■ Request: Extract each line of the entries below that contains the word "foliage", copying it in full.
— start Data to use —
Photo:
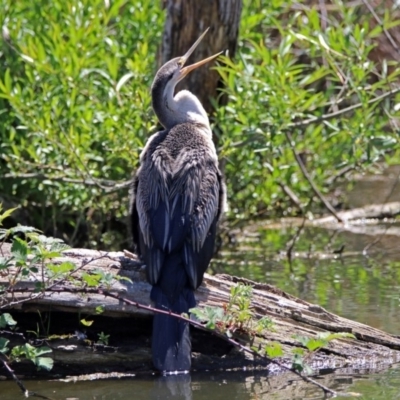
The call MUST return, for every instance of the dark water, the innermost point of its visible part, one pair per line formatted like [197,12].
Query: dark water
[362,284]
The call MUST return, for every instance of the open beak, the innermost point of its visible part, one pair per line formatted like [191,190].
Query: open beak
[185,70]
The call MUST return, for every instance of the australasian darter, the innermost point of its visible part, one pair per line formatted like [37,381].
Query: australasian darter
[178,197]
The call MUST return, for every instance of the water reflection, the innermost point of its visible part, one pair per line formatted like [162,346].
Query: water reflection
[214,386]
[172,387]
[363,288]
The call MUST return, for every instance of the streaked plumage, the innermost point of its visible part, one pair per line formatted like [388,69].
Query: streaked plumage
[177,200]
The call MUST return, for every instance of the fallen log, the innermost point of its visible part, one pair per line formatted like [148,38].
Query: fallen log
[76,352]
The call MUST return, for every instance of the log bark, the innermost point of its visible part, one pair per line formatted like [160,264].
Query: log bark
[185,21]
[129,327]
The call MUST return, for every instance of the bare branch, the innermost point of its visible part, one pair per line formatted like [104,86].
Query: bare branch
[326,117]
[309,179]
[104,184]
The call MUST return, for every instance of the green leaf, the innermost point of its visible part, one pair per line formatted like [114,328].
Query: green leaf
[5,262]
[6,214]
[19,250]
[42,350]
[273,350]
[44,362]
[3,345]
[86,322]
[91,280]
[7,319]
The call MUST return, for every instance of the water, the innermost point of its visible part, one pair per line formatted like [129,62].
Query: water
[356,286]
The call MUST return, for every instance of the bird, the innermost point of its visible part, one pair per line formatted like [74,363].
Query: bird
[178,197]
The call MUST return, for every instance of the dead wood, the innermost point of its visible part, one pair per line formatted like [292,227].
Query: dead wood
[130,327]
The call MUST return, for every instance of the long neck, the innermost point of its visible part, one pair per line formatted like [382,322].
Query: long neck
[172,110]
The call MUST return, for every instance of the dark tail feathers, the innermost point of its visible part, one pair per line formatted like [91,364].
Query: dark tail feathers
[171,346]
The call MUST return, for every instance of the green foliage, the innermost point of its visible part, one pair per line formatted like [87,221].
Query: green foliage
[25,351]
[236,315]
[33,354]
[312,345]
[103,338]
[7,319]
[75,107]
[293,66]
[34,256]
[273,350]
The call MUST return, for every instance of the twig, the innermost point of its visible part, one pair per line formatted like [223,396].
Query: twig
[197,324]
[49,288]
[335,114]
[379,21]
[297,235]
[309,179]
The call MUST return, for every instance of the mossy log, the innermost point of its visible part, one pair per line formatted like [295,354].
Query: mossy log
[54,314]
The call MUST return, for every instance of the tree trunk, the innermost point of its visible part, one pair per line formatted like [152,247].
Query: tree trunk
[186,20]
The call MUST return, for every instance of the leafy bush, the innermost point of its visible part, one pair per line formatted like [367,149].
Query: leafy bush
[75,105]
[75,108]
[293,67]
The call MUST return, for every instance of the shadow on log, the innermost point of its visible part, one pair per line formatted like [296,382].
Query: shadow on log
[77,351]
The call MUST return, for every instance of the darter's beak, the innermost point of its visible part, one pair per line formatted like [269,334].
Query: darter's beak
[185,70]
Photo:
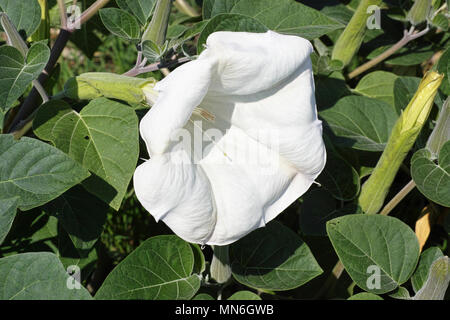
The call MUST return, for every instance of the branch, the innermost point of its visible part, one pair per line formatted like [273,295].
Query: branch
[408,36]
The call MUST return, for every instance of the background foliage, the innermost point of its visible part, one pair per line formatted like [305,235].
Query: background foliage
[65,193]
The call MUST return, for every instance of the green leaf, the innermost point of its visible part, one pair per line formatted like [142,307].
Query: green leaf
[35,172]
[152,51]
[244,295]
[379,252]
[141,9]
[24,14]
[103,137]
[404,90]
[37,276]
[360,122]
[444,68]
[423,269]
[283,16]
[160,268]
[82,216]
[437,283]
[203,296]
[120,23]
[36,231]
[365,296]
[339,177]
[273,258]
[16,73]
[378,85]
[8,209]
[229,22]
[317,208]
[433,179]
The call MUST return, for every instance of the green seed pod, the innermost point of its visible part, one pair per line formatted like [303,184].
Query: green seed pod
[401,140]
[419,11]
[351,38]
[93,85]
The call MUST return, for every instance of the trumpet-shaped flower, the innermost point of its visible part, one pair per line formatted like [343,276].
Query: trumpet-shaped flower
[233,137]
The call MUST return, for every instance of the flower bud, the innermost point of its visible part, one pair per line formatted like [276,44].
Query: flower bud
[419,11]
[93,85]
[401,139]
[157,29]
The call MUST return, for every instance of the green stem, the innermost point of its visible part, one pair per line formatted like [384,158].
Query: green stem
[157,29]
[220,264]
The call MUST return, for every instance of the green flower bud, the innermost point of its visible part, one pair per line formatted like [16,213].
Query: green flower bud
[402,138]
[157,29]
[351,38]
[419,11]
[93,85]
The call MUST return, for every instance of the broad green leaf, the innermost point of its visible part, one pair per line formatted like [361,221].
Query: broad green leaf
[141,9]
[229,22]
[24,14]
[444,68]
[437,283]
[433,179]
[36,231]
[161,268]
[423,269]
[339,177]
[244,295]
[203,296]
[120,23]
[378,85]
[273,258]
[35,171]
[317,208]
[283,16]
[37,276]
[404,90]
[365,296]
[8,208]
[82,216]
[17,72]
[103,137]
[330,89]
[379,252]
[360,122]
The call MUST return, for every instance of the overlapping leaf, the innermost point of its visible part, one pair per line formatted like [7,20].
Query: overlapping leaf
[273,258]
[103,137]
[431,178]
[160,268]
[379,252]
[24,14]
[17,72]
[360,122]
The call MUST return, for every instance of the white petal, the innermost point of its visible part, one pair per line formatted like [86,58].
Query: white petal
[179,193]
[252,84]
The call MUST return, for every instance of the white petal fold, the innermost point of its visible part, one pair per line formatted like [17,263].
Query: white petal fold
[233,137]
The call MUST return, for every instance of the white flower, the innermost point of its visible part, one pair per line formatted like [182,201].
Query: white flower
[245,91]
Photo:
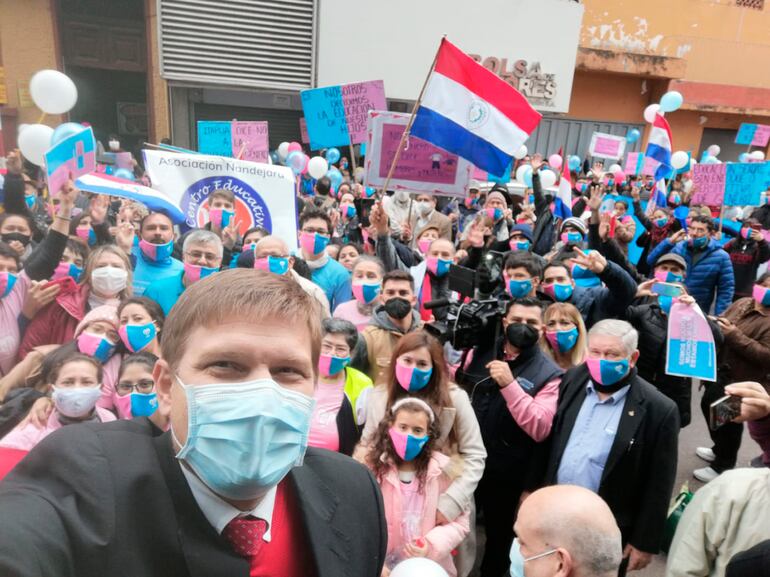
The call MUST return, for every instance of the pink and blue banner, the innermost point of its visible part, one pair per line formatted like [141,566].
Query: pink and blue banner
[72,157]
[690,349]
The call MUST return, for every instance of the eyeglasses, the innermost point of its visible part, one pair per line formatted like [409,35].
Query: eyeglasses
[144,386]
[198,255]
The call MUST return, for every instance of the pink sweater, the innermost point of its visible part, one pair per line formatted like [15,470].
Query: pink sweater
[442,539]
[26,437]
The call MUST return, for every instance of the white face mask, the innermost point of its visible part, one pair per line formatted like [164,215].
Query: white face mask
[109,280]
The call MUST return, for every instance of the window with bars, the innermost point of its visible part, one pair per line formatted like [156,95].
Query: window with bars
[258,43]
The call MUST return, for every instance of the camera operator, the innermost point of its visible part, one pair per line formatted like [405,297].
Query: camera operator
[515,401]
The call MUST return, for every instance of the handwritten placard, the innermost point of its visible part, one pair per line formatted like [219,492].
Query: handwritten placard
[607,145]
[744,183]
[421,166]
[225,138]
[337,115]
[709,184]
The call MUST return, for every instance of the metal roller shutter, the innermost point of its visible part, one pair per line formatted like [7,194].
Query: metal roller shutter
[257,43]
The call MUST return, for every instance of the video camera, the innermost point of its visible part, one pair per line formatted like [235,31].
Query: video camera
[467,324]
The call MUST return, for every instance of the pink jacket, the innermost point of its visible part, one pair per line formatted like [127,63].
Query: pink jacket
[26,437]
[441,538]
[55,324]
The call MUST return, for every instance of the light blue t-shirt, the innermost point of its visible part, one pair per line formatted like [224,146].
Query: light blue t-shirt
[147,272]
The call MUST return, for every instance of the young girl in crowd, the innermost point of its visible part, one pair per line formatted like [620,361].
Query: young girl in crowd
[412,476]
[367,282]
[565,335]
[417,369]
[342,391]
[75,382]
[135,394]
[106,280]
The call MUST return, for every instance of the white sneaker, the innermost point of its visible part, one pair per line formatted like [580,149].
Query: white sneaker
[706,454]
[705,474]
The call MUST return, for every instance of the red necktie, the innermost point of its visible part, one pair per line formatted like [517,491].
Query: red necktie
[246,535]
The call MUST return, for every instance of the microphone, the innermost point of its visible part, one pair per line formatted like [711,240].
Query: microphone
[436,304]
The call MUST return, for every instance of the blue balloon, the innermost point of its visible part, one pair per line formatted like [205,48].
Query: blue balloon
[332,155]
[123,173]
[335,176]
[671,101]
[65,131]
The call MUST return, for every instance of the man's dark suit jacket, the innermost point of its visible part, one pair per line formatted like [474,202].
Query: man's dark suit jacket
[641,468]
[110,499]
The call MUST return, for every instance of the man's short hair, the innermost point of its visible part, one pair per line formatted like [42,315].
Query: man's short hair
[398,275]
[617,328]
[707,220]
[525,260]
[244,294]
[205,237]
[224,194]
[312,212]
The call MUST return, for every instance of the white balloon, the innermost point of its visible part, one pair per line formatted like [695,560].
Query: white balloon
[316,166]
[418,567]
[53,92]
[679,159]
[650,112]
[521,171]
[34,142]
[547,178]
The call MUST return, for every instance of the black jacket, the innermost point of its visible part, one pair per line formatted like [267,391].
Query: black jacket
[111,499]
[641,468]
[652,326]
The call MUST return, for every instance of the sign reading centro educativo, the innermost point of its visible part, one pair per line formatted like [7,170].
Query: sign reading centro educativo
[529,79]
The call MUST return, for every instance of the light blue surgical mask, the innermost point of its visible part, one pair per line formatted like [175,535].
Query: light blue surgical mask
[244,438]
[518,560]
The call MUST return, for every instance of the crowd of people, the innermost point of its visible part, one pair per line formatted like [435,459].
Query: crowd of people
[200,364]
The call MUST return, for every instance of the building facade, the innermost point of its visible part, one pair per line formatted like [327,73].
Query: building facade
[150,69]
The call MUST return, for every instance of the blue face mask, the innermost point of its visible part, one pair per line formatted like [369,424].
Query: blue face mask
[243,438]
[137,337]
[518,560]
[143,404]
[519,288]
[700,242]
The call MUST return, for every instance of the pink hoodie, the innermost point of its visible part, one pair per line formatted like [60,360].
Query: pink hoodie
[443,539]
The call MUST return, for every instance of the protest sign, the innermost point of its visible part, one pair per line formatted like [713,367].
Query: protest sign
[637,163]
[337,115]
[607,146]
[421,166]
[303,131]
[264,193]
[709,184]
[744,183]
[223,138]
[753,134]
[75,155]
[690,350]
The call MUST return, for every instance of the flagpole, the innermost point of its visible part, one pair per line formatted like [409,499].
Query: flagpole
[408,128]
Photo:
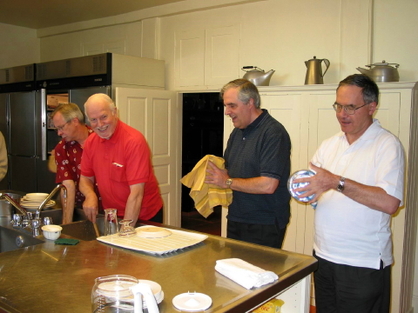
— end Data to use —
■ Answer for this exercise:
The call MUST return, for every instance of the green foliage, the innermost point of its visible part, one pair per line formatted like [87,221].
Query: green foliage
The call MUST return, for every instance of the background foliage, the innermost point of its visible part, one pair per line formatted like [305,235].
Query: background foliage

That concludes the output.